鳥の中でも一際異彩を放ち、カッコよさもズバ抜けているのが猛禽類のタカやワシ。
そして都市部ではそもそも猛禽類を見かけることは滅多にありませんが、観光先などでは時折トンビに大事に食べようと思って買った食べ物を取られたりします。
実はこのワシとタカとトンビは同じタカ目タカ科に属しており、明確な区別がないことをご存知でしょうか?
以前イルカとクジラとシャチもまた明確な区別が無く、大きさなどでざっくりと名付けられている事を書きました。
このタカ目タカ科に属するワシ、タカ、トンビも、同じなのです。
というわけで今回は最低限知っておきたいワシ・タカ・トンビの違いと見分け方についてです。
ワシ・タカ・トンビの違いは?
大きさが違う
ワシとタカとトンビの違いは?と聞かれれば、まずは大きさが挙げられます。
分類上、ワシ>タカ≒トンビの順で大きいです。
ワシが1番大きく、タカとトンビが同じぐらいのサイズです(種類によって異なりますが、平均的に)。

# 提供資料:
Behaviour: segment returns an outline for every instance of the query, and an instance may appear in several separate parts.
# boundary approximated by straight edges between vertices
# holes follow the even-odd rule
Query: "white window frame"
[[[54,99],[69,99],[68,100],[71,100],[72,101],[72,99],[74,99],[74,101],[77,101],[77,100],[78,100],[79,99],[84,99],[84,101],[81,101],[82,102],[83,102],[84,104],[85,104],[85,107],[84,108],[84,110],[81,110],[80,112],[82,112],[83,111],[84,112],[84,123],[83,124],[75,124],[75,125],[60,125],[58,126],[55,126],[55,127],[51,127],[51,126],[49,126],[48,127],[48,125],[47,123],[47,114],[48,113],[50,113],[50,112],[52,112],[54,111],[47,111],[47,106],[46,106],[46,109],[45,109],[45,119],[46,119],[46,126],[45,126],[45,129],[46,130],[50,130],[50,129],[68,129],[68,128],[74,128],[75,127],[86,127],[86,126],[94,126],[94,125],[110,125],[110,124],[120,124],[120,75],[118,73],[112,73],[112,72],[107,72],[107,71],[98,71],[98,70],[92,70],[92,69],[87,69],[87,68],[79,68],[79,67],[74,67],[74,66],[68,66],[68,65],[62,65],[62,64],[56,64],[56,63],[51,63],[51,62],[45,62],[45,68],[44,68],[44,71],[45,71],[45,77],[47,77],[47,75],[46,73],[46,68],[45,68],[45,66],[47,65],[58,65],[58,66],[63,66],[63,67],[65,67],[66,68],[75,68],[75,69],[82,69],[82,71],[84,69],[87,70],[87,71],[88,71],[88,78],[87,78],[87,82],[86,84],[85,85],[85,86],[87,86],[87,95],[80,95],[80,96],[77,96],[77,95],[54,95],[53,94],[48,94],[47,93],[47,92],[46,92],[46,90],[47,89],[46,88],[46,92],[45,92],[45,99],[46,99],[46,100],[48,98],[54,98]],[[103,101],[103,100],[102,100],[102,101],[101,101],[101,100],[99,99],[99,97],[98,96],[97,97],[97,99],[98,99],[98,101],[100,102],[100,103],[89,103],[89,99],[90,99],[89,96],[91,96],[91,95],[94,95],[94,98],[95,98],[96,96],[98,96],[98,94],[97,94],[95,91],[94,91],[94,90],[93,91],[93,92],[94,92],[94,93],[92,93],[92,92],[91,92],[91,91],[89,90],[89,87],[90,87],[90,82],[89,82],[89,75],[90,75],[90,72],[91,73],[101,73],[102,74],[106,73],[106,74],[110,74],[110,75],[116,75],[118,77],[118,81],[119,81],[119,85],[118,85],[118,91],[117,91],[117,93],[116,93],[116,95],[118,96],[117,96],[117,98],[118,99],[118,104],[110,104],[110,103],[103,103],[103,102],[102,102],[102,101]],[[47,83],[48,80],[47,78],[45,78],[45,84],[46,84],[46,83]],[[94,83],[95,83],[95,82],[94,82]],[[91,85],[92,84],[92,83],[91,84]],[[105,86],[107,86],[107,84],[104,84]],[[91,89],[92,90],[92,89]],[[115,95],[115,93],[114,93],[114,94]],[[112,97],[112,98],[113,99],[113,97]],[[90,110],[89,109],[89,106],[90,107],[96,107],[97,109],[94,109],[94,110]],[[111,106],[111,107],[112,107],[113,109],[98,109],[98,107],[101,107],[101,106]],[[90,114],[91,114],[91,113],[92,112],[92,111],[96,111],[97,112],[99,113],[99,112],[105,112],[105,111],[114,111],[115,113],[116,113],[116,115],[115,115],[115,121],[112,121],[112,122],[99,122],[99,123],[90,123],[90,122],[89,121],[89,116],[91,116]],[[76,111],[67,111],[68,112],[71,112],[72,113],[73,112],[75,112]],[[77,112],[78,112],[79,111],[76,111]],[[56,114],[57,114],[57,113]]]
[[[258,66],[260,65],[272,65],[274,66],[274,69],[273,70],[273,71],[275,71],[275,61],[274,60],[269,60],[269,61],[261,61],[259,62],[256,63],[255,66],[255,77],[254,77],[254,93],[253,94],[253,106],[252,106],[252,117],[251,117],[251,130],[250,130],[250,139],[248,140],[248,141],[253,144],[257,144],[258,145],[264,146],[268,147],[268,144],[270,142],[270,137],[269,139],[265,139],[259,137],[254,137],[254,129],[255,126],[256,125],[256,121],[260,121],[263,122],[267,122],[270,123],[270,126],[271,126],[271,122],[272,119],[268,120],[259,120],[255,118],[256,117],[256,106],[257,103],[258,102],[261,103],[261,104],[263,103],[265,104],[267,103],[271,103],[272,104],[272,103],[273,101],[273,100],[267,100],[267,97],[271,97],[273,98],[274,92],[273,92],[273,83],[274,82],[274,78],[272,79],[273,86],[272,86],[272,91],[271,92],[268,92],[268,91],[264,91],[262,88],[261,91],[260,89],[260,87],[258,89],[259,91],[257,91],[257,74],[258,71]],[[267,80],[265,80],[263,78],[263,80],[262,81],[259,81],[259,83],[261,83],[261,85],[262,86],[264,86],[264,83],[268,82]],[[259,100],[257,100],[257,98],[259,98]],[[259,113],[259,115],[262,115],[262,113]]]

# 課題:
文書抜粋でタカ目タカ科に属するとされている鳥を、すべて挙げてください。

# 解答:
ワシ、タカ、トンビ